§ TASK PROMPT
Identify every line in the rows below that contains the string "orange", and copy each such line in full. Case counts.

§ PROVIDED MATERIAL

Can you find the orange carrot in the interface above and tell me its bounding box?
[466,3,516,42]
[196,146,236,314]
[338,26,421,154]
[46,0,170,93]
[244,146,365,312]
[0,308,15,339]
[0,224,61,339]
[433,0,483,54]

§ SOLUTION
Can you find the orange carrot in the interface above and tell me its bounding box?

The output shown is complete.